**Exercise instructions:**
Pick each line that has "headlight" out of the records.

**Data in this exercise:**
========
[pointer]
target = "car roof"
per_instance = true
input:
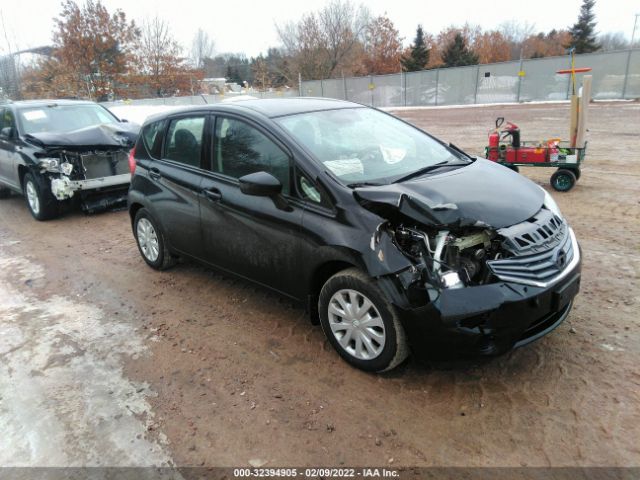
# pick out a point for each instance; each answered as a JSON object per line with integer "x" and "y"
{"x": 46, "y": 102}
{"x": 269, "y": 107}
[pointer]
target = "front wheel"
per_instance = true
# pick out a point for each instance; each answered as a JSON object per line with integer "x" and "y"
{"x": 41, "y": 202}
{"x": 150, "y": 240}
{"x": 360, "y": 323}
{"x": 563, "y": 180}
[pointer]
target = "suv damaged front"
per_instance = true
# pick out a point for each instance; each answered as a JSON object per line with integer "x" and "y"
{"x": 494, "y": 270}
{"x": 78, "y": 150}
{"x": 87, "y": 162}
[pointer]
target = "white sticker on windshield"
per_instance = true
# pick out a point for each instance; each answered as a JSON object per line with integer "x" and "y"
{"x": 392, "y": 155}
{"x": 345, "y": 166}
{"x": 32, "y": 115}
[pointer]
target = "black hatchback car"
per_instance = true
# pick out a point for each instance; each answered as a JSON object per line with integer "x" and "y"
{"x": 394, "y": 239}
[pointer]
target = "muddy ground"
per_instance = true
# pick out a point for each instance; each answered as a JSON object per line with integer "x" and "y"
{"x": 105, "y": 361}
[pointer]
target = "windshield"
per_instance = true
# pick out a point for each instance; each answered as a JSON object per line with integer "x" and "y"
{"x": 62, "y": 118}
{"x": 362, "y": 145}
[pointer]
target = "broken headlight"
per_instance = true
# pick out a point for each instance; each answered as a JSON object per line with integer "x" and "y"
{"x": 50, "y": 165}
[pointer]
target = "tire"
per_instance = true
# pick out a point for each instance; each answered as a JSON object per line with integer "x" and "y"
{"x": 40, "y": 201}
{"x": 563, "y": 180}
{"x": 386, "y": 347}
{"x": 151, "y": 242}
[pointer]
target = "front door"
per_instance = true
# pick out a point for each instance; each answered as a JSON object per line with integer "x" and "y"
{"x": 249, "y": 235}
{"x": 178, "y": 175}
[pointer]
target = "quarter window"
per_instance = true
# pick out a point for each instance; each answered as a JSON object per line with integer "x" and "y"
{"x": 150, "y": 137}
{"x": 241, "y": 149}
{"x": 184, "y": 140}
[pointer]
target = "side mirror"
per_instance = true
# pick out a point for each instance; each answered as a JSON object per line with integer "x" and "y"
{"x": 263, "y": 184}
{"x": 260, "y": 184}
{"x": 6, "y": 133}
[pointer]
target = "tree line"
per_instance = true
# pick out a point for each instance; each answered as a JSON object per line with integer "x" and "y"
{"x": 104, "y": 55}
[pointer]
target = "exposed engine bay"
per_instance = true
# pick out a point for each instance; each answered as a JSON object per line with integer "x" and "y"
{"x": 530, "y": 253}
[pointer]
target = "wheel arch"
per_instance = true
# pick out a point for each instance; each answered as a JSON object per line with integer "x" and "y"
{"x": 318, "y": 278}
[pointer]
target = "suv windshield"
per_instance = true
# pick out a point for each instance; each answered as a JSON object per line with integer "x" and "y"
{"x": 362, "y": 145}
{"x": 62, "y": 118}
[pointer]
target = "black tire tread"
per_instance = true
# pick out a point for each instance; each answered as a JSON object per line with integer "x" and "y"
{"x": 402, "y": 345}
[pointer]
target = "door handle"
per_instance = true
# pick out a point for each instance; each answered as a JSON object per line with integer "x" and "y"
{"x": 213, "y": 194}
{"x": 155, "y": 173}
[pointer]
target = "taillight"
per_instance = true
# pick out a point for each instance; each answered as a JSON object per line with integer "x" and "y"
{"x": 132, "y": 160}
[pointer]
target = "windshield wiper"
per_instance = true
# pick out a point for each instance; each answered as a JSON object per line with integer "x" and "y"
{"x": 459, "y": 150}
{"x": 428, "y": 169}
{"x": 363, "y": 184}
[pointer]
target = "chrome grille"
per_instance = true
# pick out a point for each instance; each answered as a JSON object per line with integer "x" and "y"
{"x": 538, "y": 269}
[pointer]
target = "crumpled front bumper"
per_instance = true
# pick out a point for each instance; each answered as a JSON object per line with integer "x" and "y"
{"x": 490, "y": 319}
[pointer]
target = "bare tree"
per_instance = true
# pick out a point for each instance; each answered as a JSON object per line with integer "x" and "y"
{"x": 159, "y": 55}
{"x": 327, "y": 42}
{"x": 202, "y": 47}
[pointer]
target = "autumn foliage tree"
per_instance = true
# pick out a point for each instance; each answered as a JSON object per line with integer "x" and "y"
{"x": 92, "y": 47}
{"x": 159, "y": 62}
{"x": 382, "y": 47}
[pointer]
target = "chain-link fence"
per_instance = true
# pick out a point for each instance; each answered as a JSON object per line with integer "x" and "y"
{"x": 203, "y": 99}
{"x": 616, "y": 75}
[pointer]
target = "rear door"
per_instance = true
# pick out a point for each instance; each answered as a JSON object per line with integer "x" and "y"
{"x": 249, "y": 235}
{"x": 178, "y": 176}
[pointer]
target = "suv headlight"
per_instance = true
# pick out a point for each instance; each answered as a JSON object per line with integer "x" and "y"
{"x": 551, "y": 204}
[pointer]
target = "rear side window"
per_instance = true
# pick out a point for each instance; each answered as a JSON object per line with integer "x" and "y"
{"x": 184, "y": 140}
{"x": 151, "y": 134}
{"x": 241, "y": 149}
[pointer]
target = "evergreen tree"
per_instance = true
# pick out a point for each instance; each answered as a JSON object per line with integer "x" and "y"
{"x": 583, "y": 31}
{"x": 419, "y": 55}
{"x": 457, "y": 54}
========
**Result of the task:**
target = "broken headlight"
target = "suv headlight"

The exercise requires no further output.